SUPPLIED RECORDS —
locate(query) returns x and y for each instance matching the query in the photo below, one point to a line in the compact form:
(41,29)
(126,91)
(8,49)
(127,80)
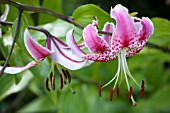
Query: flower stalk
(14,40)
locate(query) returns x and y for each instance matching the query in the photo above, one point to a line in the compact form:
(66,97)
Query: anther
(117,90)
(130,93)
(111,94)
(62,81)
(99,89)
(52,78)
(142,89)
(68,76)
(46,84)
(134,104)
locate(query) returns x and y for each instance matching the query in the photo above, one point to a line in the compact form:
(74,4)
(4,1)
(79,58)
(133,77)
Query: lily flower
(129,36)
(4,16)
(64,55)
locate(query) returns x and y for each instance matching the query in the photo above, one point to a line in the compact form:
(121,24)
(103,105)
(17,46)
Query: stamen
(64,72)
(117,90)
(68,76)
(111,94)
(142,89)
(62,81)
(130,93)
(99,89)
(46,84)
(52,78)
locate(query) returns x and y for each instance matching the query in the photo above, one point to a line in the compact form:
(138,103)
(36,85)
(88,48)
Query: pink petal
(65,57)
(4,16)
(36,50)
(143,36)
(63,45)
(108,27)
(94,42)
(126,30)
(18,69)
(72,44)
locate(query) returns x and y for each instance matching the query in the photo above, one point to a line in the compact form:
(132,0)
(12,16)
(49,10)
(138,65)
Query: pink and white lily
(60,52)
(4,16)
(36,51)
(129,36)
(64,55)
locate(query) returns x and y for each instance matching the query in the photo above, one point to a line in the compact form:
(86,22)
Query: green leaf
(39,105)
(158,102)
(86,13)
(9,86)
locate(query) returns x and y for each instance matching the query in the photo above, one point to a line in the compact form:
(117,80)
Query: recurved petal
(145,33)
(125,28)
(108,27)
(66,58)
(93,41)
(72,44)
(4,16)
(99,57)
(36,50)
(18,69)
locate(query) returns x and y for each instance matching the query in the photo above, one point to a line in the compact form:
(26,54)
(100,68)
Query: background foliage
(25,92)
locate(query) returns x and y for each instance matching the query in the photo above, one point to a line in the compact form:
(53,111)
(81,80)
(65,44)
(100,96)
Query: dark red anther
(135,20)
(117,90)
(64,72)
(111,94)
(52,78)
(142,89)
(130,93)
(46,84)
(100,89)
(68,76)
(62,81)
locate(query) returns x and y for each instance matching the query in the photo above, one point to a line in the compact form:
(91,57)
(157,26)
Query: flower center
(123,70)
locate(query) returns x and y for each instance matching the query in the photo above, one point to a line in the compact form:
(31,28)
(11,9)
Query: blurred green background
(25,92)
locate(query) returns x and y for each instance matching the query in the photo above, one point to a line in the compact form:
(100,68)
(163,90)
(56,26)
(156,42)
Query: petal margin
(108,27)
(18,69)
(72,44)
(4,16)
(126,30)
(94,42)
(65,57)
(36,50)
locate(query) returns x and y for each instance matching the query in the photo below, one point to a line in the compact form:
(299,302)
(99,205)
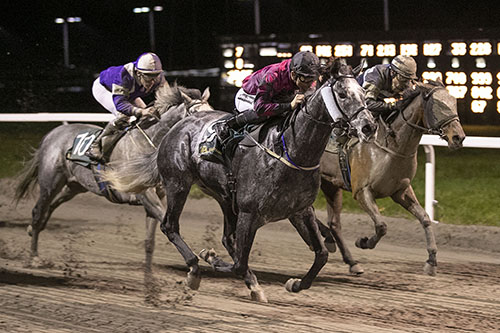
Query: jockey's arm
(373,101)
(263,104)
---
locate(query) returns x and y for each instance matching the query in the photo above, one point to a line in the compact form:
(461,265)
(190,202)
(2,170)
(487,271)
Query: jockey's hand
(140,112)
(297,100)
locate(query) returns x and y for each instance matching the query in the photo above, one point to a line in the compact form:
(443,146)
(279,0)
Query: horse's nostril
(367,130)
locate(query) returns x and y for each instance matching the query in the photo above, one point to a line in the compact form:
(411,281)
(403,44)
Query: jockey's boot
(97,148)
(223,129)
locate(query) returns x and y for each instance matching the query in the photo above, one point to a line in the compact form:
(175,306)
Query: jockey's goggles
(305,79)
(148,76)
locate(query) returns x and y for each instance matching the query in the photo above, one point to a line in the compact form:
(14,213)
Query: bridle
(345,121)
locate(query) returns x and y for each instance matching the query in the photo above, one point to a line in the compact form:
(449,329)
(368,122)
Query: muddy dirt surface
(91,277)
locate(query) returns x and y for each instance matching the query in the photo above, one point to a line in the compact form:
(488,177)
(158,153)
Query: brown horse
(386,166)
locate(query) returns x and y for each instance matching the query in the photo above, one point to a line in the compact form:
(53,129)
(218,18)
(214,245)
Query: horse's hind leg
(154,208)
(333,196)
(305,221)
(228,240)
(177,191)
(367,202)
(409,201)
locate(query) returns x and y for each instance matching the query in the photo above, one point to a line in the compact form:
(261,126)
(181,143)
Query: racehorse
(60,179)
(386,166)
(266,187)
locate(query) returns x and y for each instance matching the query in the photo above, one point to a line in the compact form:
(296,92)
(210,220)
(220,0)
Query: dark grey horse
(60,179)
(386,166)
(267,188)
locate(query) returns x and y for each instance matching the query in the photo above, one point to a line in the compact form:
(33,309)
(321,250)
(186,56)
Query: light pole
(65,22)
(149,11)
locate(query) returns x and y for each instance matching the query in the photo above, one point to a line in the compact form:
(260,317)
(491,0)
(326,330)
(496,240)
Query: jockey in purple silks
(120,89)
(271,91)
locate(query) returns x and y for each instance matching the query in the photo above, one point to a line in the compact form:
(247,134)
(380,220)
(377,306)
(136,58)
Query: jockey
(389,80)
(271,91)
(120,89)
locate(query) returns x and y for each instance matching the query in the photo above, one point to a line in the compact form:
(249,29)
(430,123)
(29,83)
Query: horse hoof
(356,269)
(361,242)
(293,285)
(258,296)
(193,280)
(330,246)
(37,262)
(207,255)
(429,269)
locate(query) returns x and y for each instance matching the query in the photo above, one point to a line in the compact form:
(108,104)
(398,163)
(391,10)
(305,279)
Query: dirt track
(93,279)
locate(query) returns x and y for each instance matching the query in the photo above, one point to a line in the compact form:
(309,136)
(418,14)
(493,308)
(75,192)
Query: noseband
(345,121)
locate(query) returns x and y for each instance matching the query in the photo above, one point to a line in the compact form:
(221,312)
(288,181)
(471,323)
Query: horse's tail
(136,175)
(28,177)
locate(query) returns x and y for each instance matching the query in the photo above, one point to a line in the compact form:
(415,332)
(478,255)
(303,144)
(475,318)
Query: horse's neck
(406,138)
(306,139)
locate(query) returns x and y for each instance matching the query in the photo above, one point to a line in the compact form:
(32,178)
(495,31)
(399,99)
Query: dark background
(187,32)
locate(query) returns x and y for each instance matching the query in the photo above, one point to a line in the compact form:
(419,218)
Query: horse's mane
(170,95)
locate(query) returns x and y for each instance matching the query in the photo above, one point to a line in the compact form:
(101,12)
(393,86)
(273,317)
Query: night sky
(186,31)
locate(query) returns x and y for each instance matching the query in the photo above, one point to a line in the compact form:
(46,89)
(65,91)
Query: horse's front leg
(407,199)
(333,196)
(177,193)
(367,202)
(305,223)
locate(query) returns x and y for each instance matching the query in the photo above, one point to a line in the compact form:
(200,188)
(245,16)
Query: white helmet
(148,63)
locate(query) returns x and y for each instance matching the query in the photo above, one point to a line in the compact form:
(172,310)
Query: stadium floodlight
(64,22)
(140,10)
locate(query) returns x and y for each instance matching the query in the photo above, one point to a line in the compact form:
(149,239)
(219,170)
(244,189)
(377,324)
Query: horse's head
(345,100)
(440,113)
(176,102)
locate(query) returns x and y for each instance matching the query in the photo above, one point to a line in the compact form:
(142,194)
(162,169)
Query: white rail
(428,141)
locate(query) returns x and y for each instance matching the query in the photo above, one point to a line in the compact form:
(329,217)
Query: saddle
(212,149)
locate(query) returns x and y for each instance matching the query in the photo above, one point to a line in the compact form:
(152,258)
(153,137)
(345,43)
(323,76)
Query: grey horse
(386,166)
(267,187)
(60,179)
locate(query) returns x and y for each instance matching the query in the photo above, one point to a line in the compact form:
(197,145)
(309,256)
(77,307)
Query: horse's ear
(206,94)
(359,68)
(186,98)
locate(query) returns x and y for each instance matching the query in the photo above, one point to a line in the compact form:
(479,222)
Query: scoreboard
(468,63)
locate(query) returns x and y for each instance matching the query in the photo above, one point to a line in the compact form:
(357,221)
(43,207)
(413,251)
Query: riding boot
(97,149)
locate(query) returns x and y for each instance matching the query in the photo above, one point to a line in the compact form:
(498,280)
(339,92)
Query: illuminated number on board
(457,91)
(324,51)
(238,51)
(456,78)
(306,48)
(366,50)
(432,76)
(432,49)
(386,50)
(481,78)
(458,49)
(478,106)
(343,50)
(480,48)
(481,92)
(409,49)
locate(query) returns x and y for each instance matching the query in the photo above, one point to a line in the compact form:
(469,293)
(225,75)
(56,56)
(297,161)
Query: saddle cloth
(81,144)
---
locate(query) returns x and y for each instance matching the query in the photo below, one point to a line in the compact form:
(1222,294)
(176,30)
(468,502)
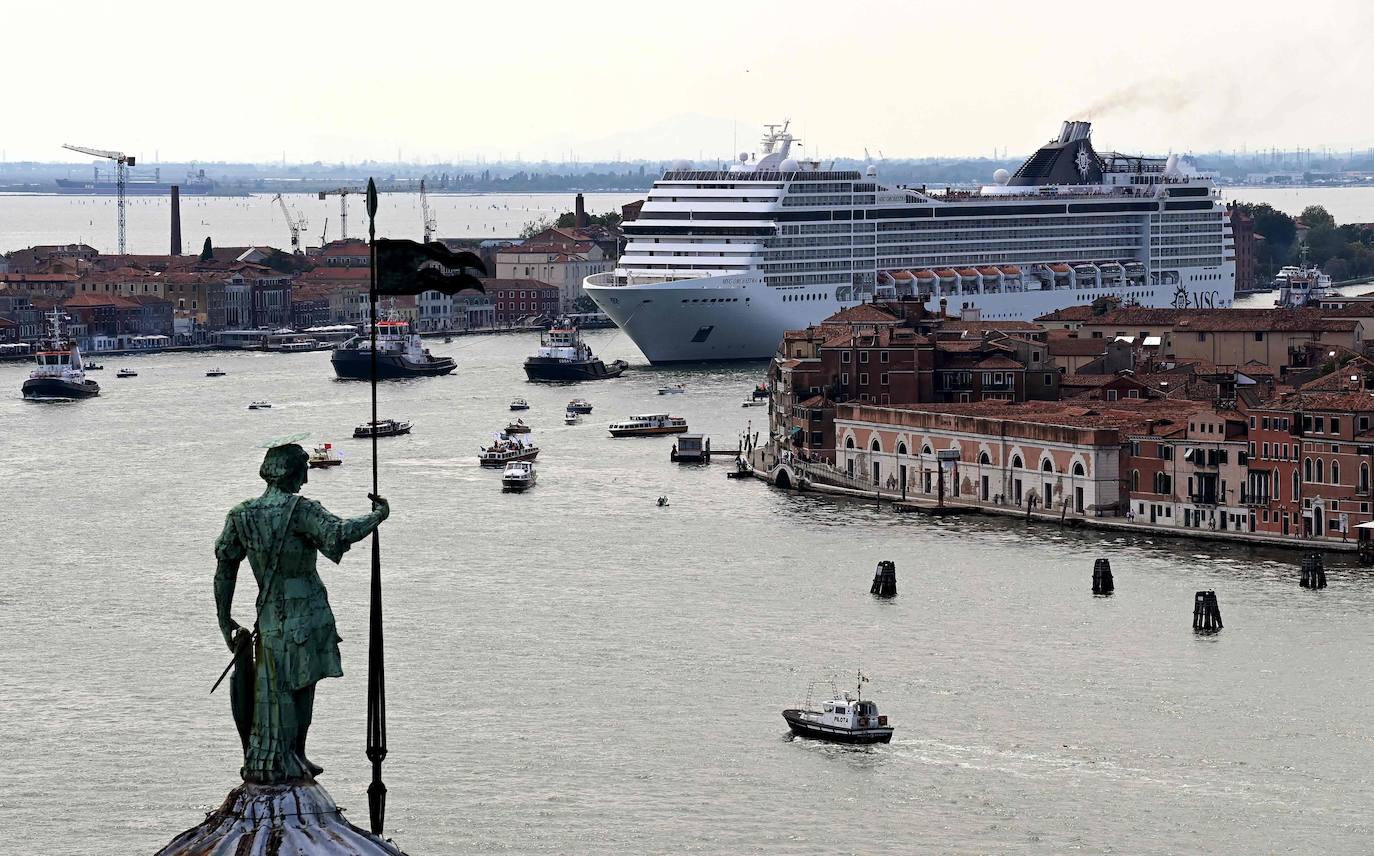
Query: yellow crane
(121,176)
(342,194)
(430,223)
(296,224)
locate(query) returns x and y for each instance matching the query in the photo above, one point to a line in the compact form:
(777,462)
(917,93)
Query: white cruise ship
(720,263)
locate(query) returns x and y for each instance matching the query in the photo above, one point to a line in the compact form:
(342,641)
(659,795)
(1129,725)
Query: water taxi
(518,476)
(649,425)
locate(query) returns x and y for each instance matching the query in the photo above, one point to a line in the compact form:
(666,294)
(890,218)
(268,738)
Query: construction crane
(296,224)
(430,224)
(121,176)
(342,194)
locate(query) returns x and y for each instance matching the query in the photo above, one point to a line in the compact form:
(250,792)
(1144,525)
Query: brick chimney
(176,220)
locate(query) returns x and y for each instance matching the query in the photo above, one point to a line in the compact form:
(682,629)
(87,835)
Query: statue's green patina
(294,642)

STATED EXERCISE — Keep only the lines of the data above that contain the string "flower", and list each one in full.

SOLUTION —
Query: flower stalk
Query: lily flower
Query: flower center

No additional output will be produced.